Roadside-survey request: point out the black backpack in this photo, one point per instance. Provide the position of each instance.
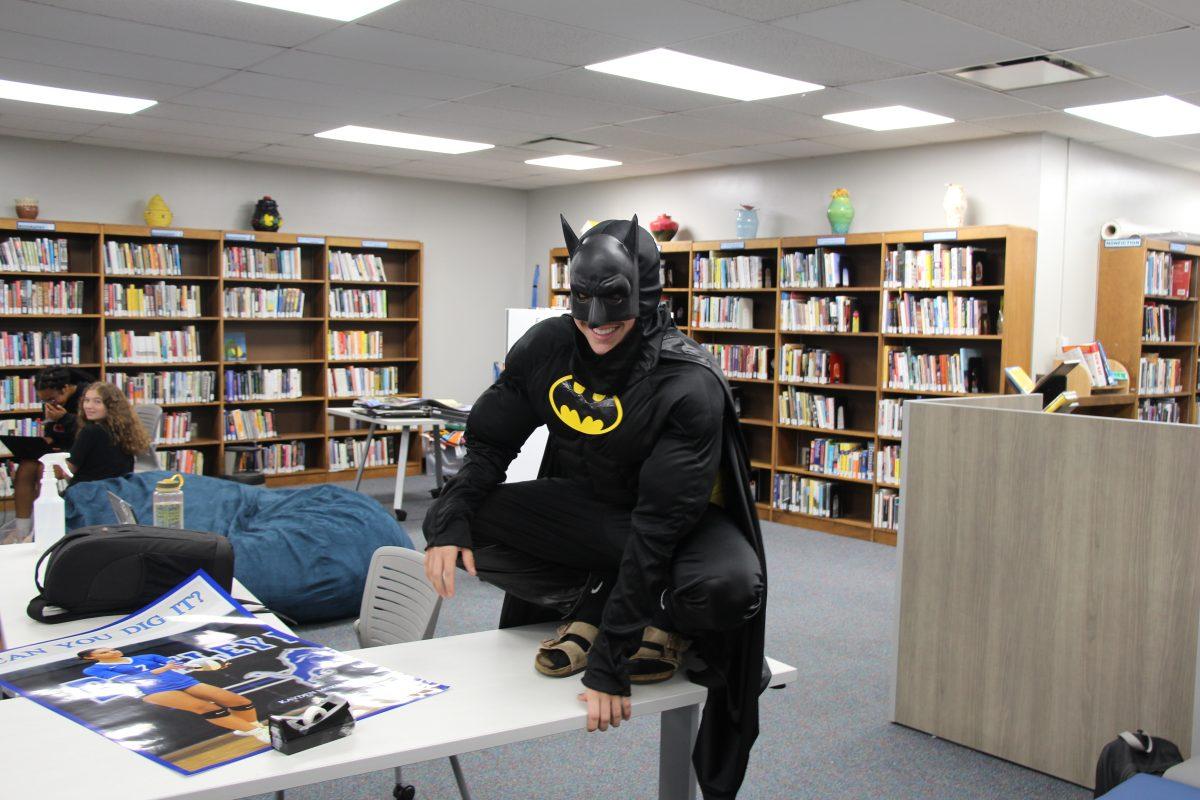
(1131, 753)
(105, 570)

* * * * * * *

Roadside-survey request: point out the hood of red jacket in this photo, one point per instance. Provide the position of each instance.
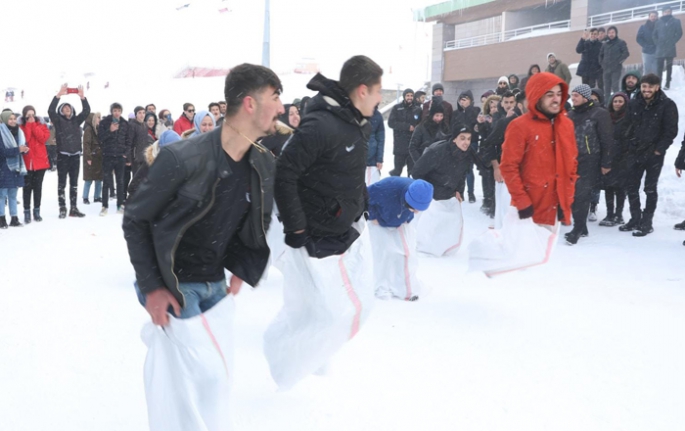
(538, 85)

* * * * * * *

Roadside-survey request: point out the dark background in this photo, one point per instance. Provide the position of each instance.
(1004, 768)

* * * * * * *

The exercise —
Reproduce verbatim the lines of the listing from the line with "Roadside-survey request: point out the dark" to the line with "(1004, 768)", including both of those lines.

The reply —
Roadside-survey request: point out the dark background in this photo, one point per instance. Provide the position of each instance.
(1004, 768)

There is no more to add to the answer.